* [To do]:
1) Answer these questions on the passage about steroids in baseball:
(a) What was Pete Rose banned from baseball for?
(b) Who most recently cited Greg Anderson as a source for steroids?
(c) How many home runs does the imagined batter hit in the six months before his team wins the World Series?
2) In the passage about steroids in baseball, rewrite the text between "But if actions" and "supplied by Anderson.", inclusive, changing "trainer" to "coach".

* [Passage]:
________

The fans enter the stadium, their eyes wide with awe as they absorb the sensations around them. The baseball field spreads before them, the lush green grass holding memories of seasons passed. The air is heavy with the smells of hot dogs and popcorn. As the players warm up, cheers cascade in from everywhere, as if riding the white crests of waves breaking on the shoreline.
America's pastime has returned for another season.
But soon after the umpire yells "Play Ball!" the serene atmosphere becomes intense with the taunts of spectators. So much emphasis is put on one game that the batter thinks one swing (or lack thereof) will seal his fate for the rest of the season.
Six months, 50 home runs, and 120 RBIs later, his team wins the World Series. He signs a record-breaking multiyear contract with the franchise and is the league MVP. He can't believe his luck, considering what a no-name he was going into Spring Training.
But a few seasons later, this same player is becoming old news. His last two years have been mediocre at best, and he spends most of his time as a benchwarmer. The only thing keeping him around is lack of a decent trade deal.
So one day, he returns to the clubhouse after making out and quickly observes his surroundings. Sure that he is alone, he pops a pill, injects himself, or applies a topical ointment. It seems to invigorate him; he proceeds to homer in two consecutive at-bats. And that is just the beginning of his re-emergence as an All-Star.
This story describes a figment of my imagination. But it may ring true for many professional baseball players. The downside of steroids seems to get lost in the potential for outdoing everyone, winning awards, and gaining publicity. And as long as money talks louder than a player's conscience, efforts to win a large contract also come before staying healthy.
Pete Rose was banned from baseball for gambling. A big fuss was made about George Brett and the Pine Tar Incident. And when it was revealed that Sammy Sosa's success may be due to a cork-filled bat (and not Flintstones vitamins, as he claimed for a long time), the uproar echoed throughout the MLB.
But if actions really speak louder than words, it appears safe to say that Major-League officials aren't exactly discouraging steroid use. Barry Bonds' trainer, Greg Anderson, has repeatedly been cited as a source for steroids, most recently by Jason Giambi. Yet he seems to continue avoiding justice, and Bonds maintains his innocence, insisting that he was ignorant as to the real purpose of medications supplied by Anderson.

________

Region pointing data
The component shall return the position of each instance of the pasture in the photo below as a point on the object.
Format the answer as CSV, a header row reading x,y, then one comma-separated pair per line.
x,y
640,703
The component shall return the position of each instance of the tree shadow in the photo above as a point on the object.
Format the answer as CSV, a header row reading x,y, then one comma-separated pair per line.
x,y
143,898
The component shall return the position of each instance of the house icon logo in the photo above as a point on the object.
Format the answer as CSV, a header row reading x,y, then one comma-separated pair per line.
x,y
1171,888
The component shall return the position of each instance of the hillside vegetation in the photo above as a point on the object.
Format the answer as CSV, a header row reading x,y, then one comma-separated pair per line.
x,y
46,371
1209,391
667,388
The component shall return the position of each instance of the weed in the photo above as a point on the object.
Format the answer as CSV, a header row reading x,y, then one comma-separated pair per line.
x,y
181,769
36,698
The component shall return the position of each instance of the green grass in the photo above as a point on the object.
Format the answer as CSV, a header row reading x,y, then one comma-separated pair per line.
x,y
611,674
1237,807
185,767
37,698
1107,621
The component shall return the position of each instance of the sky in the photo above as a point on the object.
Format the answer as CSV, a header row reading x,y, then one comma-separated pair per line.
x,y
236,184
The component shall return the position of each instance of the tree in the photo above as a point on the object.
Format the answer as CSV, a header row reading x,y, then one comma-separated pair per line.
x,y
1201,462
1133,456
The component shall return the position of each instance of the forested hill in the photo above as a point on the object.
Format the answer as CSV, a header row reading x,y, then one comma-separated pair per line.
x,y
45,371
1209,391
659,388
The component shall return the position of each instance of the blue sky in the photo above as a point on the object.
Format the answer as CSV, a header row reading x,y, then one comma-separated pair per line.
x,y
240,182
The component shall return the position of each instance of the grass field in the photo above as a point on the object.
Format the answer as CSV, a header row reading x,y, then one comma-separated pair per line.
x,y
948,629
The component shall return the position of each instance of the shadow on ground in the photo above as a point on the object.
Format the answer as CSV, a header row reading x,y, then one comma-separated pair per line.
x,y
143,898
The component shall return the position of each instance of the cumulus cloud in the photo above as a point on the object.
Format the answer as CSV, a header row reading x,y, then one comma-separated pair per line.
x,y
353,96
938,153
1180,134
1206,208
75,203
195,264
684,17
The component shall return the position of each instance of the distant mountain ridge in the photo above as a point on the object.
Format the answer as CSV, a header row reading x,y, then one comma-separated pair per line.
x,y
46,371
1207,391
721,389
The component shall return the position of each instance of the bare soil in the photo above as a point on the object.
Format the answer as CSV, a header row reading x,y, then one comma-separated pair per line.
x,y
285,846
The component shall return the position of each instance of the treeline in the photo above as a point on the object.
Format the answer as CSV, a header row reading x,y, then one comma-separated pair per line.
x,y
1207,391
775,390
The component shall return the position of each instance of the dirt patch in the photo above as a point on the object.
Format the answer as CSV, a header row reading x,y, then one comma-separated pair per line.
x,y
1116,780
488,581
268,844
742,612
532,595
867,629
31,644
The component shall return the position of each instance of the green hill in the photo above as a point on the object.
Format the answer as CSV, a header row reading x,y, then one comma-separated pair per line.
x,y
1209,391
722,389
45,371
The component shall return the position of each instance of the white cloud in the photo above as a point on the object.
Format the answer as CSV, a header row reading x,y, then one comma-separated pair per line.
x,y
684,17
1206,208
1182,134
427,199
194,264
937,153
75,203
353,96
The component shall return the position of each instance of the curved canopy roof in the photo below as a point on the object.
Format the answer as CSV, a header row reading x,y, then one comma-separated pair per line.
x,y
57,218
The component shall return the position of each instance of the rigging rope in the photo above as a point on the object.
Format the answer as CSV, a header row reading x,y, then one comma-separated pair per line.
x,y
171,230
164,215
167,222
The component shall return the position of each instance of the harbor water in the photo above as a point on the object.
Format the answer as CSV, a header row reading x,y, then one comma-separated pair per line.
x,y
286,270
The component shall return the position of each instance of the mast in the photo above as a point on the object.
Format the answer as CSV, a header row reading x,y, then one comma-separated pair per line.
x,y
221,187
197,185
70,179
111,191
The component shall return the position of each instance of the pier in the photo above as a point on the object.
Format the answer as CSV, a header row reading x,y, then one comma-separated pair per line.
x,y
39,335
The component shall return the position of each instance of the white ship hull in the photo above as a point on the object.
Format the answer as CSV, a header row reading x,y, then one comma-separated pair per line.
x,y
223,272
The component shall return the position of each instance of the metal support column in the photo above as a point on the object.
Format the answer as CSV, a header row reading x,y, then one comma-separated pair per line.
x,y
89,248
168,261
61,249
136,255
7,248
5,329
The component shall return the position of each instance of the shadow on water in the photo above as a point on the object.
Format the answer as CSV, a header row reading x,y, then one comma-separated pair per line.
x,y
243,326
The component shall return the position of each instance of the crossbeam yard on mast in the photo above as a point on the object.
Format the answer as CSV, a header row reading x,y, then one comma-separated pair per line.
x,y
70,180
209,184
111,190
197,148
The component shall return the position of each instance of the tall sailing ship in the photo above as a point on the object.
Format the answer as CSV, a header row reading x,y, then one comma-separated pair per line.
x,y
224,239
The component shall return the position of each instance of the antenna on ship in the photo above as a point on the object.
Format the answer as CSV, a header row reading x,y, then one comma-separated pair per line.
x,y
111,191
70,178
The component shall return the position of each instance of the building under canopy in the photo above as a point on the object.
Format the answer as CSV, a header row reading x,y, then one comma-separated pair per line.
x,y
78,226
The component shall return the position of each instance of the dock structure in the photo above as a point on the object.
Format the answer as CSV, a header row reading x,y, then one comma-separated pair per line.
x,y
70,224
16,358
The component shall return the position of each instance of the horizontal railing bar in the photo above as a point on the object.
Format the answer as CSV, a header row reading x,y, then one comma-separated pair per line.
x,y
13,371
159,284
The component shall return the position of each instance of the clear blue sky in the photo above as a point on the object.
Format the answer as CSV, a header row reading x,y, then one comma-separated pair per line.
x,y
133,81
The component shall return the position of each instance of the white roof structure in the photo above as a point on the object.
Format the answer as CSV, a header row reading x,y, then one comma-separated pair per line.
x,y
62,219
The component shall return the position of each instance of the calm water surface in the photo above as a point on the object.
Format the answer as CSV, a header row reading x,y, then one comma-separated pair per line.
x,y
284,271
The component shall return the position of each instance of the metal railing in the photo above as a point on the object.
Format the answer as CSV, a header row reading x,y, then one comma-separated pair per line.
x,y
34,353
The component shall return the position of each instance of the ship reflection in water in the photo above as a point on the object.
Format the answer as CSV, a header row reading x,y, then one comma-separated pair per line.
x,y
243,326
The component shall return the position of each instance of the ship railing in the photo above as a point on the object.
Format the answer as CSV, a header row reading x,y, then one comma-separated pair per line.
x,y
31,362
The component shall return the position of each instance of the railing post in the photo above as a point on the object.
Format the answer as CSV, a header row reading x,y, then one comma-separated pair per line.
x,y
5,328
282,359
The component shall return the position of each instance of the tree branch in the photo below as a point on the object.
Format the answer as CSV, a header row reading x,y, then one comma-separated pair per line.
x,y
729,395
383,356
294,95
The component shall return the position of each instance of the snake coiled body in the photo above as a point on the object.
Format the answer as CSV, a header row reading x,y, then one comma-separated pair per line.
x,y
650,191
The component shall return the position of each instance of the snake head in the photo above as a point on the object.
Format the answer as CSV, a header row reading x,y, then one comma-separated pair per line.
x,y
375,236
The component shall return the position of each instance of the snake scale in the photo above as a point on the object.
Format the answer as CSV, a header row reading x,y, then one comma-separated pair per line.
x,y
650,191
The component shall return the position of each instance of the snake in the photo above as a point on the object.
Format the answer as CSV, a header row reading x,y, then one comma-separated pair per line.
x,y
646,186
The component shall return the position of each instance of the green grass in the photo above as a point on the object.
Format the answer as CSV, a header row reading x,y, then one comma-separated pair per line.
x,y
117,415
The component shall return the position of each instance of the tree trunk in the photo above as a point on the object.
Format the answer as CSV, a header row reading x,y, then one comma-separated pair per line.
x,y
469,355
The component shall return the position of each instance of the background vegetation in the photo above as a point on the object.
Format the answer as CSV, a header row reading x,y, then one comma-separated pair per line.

________

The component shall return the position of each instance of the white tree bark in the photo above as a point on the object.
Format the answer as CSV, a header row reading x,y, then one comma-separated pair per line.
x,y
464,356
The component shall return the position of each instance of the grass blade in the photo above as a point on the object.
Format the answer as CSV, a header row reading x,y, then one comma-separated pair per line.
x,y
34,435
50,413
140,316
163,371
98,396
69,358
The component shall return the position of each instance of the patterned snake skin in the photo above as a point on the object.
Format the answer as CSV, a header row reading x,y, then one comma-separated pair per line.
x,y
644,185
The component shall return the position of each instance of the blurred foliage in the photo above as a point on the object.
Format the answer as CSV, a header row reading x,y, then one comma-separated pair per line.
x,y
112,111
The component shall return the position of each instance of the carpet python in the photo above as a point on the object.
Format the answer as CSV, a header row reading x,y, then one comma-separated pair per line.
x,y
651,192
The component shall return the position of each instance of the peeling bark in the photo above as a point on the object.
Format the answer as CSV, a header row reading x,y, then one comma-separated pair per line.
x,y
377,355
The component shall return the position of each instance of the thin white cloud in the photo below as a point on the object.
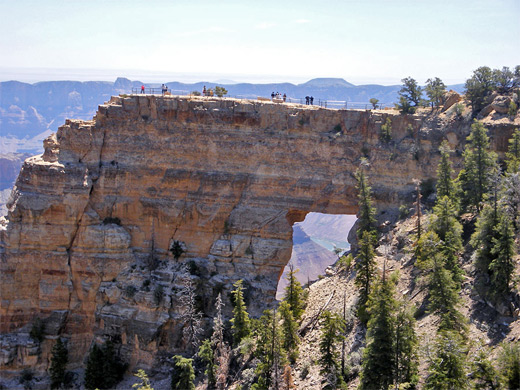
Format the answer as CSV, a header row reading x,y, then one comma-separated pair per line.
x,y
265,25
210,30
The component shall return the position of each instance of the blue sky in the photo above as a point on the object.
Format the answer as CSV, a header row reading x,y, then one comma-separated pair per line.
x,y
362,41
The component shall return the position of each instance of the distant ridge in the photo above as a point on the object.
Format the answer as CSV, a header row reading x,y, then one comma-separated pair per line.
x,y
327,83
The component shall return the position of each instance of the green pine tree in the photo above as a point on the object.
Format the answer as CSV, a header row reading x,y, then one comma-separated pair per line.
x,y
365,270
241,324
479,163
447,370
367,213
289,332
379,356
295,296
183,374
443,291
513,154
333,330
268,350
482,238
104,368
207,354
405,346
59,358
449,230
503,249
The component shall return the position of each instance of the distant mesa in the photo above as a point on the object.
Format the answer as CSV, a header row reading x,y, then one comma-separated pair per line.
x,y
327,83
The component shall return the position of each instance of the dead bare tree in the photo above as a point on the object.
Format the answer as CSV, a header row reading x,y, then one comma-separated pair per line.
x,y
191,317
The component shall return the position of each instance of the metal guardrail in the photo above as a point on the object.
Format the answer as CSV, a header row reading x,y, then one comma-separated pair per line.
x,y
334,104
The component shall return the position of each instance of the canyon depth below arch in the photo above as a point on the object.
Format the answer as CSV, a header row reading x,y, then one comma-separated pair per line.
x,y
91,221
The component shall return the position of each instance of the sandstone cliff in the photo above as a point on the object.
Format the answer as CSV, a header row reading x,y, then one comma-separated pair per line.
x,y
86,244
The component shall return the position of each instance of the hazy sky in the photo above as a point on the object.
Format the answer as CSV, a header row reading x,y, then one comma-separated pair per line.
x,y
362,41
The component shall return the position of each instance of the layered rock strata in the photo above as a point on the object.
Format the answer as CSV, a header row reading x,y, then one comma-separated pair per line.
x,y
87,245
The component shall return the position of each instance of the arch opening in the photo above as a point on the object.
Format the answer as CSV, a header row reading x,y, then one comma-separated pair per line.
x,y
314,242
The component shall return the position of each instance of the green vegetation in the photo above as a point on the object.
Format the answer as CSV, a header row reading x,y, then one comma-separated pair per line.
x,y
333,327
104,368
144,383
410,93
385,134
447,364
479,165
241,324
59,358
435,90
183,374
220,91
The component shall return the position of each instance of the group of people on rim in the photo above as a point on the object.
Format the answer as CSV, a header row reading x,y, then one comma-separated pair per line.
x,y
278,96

________

* [Outputs by task]:
1)
(a) Gambling.
(b) Jason Giambi.
(c) 50.

2)
But if actions really speak louder than words, it appears safe to say that Major-League officials aren't exactly discouraging steroid use. Barry Bonds' coach, Greg Anderson, has repeatedly been cited as a source for steroids, most recently by Jason Giambi. Yet he seems to continue avoiding justice, and Bonds maintains his innocence, insisting that he was ignorant as to the real purpose of medications supplied by Anderson.